> [What you will do] What appears from the first line of the data below through the line containing "--svg-fill-rule evenodd", both included, should be copied exactly, and nothing else.

◆ ◆ ◆ ◆ ◆

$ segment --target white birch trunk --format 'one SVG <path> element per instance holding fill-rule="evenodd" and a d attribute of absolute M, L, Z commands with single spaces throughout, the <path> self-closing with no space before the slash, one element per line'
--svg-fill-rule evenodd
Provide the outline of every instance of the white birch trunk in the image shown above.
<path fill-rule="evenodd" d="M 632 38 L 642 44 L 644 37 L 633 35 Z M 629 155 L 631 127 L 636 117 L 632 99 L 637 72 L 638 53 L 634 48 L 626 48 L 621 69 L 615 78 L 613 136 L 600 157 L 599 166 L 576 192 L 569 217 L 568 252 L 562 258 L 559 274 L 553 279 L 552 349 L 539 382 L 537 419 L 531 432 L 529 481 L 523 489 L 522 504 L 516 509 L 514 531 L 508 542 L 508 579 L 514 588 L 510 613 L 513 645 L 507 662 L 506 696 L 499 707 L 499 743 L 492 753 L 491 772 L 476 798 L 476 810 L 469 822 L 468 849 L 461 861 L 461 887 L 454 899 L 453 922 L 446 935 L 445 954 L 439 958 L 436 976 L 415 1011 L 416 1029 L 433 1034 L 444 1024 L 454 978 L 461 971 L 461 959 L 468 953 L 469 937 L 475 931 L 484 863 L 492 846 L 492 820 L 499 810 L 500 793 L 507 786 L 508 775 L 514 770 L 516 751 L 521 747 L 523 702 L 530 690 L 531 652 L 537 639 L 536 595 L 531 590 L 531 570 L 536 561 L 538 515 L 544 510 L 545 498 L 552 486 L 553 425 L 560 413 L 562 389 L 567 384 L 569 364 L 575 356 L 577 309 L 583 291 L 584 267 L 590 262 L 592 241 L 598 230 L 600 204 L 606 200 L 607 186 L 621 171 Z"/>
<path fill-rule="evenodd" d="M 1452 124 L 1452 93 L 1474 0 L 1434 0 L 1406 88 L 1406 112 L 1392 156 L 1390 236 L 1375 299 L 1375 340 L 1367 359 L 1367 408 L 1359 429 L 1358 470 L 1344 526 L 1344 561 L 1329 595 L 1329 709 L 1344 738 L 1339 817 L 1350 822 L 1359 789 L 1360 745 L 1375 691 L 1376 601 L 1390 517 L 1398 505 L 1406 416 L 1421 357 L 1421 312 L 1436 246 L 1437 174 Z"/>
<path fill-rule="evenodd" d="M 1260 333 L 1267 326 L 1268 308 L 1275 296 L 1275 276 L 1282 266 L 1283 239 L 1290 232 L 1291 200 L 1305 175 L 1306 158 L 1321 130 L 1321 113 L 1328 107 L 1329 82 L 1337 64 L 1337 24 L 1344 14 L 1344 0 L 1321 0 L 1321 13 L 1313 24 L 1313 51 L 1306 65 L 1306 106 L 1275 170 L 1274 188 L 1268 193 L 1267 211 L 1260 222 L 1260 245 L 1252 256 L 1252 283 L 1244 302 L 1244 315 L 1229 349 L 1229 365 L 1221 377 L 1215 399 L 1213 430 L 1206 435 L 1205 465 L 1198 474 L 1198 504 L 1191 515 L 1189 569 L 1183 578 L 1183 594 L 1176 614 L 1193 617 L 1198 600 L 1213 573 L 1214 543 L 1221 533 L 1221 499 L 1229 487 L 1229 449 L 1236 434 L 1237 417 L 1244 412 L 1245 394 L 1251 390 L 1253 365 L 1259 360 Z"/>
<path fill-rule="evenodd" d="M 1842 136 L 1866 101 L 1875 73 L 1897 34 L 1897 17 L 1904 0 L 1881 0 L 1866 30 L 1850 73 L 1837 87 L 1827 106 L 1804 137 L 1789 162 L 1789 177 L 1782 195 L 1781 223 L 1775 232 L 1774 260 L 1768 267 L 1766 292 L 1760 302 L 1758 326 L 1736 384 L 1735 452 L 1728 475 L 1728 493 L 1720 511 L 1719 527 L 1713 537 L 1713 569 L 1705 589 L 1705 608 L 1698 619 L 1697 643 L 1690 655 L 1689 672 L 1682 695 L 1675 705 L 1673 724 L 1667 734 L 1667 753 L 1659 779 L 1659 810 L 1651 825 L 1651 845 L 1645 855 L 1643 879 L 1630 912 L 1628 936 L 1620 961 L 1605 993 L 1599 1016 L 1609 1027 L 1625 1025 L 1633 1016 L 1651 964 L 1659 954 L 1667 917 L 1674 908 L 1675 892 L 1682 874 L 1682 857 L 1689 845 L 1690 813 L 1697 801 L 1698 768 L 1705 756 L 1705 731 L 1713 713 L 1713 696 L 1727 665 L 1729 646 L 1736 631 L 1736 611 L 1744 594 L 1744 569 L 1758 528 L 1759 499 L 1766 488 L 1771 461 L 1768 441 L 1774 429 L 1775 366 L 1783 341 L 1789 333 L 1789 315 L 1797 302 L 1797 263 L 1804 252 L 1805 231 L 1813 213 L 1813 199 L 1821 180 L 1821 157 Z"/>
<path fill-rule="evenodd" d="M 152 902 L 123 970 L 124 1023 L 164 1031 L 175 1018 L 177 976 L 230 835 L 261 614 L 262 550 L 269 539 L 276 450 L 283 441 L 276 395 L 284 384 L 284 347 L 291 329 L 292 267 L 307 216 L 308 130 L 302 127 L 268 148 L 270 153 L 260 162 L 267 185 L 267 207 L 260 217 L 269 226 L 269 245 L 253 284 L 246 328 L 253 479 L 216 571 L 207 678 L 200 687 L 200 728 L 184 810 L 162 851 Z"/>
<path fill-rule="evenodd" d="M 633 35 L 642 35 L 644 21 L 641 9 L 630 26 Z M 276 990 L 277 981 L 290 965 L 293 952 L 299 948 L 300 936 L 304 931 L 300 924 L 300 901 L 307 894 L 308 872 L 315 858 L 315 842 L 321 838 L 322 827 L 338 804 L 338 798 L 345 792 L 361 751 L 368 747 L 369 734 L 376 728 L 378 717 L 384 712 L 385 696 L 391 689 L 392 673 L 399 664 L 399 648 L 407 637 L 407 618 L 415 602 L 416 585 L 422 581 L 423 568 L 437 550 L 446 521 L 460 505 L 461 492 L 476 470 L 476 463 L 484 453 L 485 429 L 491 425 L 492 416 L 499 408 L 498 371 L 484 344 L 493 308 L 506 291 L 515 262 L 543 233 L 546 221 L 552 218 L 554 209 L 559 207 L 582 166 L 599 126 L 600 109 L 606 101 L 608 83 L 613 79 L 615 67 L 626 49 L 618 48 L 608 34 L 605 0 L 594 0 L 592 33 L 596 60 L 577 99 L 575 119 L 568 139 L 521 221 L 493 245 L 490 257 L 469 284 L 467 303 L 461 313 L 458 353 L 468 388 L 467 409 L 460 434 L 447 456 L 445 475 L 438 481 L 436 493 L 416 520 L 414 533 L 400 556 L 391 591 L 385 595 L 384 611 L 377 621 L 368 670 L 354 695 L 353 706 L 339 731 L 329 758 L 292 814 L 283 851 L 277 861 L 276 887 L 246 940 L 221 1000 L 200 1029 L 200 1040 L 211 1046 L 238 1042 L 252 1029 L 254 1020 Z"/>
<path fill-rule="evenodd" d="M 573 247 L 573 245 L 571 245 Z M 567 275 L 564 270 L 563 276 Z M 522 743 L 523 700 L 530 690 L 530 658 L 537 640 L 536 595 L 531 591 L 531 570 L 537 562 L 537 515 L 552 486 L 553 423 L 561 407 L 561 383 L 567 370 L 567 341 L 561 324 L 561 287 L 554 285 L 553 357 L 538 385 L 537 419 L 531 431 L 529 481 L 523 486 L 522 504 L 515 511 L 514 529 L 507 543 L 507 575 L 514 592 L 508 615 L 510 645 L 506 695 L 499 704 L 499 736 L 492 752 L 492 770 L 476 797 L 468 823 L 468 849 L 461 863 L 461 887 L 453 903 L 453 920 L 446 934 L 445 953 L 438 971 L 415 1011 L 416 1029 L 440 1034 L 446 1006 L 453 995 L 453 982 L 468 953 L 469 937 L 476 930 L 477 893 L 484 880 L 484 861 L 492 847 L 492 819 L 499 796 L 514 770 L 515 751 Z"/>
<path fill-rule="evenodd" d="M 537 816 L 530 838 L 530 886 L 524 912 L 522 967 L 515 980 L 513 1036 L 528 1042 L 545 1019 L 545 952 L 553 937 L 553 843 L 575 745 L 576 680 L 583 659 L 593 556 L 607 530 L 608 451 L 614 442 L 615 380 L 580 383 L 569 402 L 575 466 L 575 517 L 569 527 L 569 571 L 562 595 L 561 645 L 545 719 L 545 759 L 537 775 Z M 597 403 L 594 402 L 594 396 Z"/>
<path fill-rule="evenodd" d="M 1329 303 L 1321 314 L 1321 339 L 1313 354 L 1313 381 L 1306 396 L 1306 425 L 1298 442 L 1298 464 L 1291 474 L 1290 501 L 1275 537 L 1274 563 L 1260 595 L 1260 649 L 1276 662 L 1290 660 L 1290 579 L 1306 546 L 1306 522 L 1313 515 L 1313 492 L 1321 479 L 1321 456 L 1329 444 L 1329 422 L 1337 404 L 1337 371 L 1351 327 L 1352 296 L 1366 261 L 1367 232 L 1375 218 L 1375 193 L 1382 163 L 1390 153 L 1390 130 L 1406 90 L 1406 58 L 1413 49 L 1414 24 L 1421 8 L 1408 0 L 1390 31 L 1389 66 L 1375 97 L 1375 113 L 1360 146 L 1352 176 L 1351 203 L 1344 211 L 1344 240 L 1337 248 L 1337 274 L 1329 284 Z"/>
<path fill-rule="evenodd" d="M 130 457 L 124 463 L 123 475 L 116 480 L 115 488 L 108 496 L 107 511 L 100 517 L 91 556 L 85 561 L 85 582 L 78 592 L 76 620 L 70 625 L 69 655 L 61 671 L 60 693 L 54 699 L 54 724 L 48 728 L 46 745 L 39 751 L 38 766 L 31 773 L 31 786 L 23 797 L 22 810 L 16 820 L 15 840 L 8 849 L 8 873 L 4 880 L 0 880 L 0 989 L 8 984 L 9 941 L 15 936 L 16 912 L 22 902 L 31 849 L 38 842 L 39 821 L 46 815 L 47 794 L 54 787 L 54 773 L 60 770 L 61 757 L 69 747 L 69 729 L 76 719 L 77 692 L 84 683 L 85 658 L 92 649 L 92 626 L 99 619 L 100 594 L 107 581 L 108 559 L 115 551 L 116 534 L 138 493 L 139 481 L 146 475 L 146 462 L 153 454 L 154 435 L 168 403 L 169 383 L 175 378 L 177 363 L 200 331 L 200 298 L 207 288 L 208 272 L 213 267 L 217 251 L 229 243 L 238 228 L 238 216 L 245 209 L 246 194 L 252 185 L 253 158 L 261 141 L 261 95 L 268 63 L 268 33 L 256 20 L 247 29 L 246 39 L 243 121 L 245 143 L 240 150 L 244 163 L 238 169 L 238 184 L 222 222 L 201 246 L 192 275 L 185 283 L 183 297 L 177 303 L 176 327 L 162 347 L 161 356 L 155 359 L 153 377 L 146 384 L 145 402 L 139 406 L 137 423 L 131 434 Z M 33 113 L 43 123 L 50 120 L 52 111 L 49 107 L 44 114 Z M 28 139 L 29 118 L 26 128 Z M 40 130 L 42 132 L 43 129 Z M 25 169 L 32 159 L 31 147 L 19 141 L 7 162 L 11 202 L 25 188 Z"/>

◆ ◆ ◆ ◆ ◆

> [Response below]
$ segment --target white birch trunk --format 'one SVG <path> element per instance holding fill-rule="evenodd" and a d attribute of absolute M, L, Z commands with single spaces throughout, the <path> self-closing with no space before the slash, one element per line'
--svg-fill-rule evenodd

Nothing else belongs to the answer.